● BRIEF:
Reproduce each of the lines below word for word, omitting the pictures.

● Stored records:
——

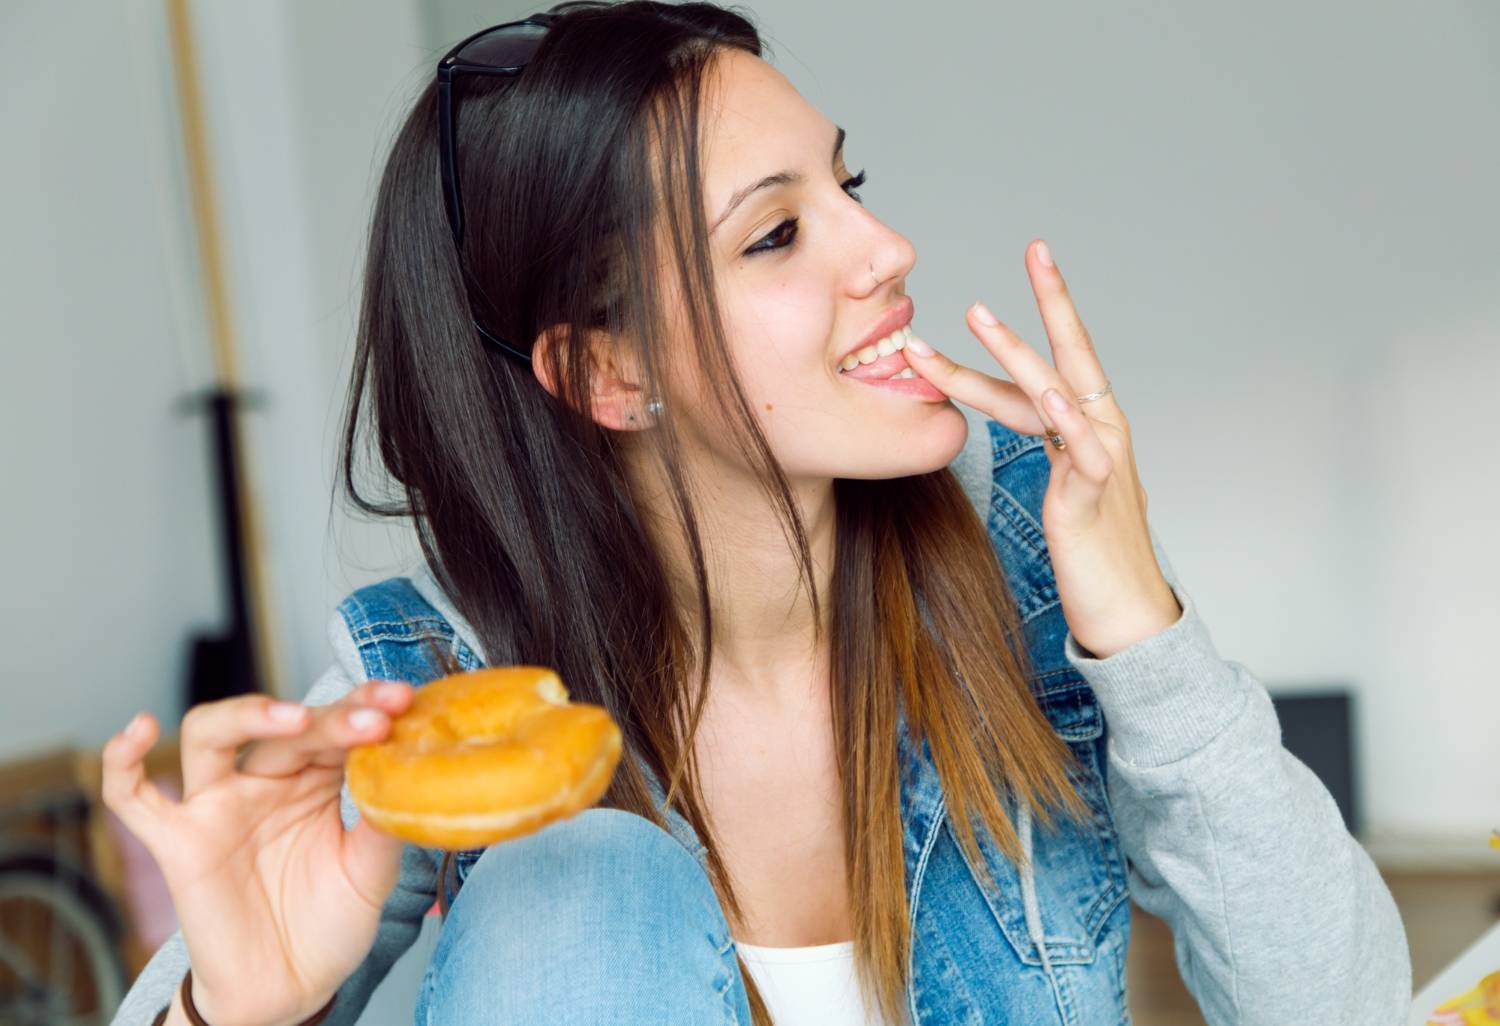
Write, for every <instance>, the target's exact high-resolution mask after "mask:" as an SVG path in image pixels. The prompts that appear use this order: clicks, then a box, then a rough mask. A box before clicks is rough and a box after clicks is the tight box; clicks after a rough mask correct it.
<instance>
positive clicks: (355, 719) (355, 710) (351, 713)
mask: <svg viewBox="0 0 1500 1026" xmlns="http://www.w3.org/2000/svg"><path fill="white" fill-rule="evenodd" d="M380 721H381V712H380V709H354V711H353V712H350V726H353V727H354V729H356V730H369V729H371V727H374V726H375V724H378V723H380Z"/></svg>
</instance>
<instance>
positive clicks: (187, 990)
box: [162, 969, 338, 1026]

——

● REPLY TO THE TASK:
Write, for every <instance>, the target's exact high-resolution mask after "mask:" as an SVG path in image pixels. The prompts that appear use this order: clicks, then a box, then a rough mask. A box before clicks is rough and a box after clicks is the tight box; clicks after a rough mask correct it.
<instance>
positive clicks: (355, 719) (355, 710) (351, 713)
mask: <svg viewBox="0 0 1500 1026" xmlns="http://www.w3.org/2000/svg"><path fill="white" fill-rule="evenodd" d="M380 721H381V712H380V709H354V711H353V712H350V726H353V727H354V729H356V730H369V729H371V727H374V726H375V724H378V723H380Z"/></svg>
</instance>
<instance>
positive clicks: (187, 990)
box: [162, 969, 338, 1026]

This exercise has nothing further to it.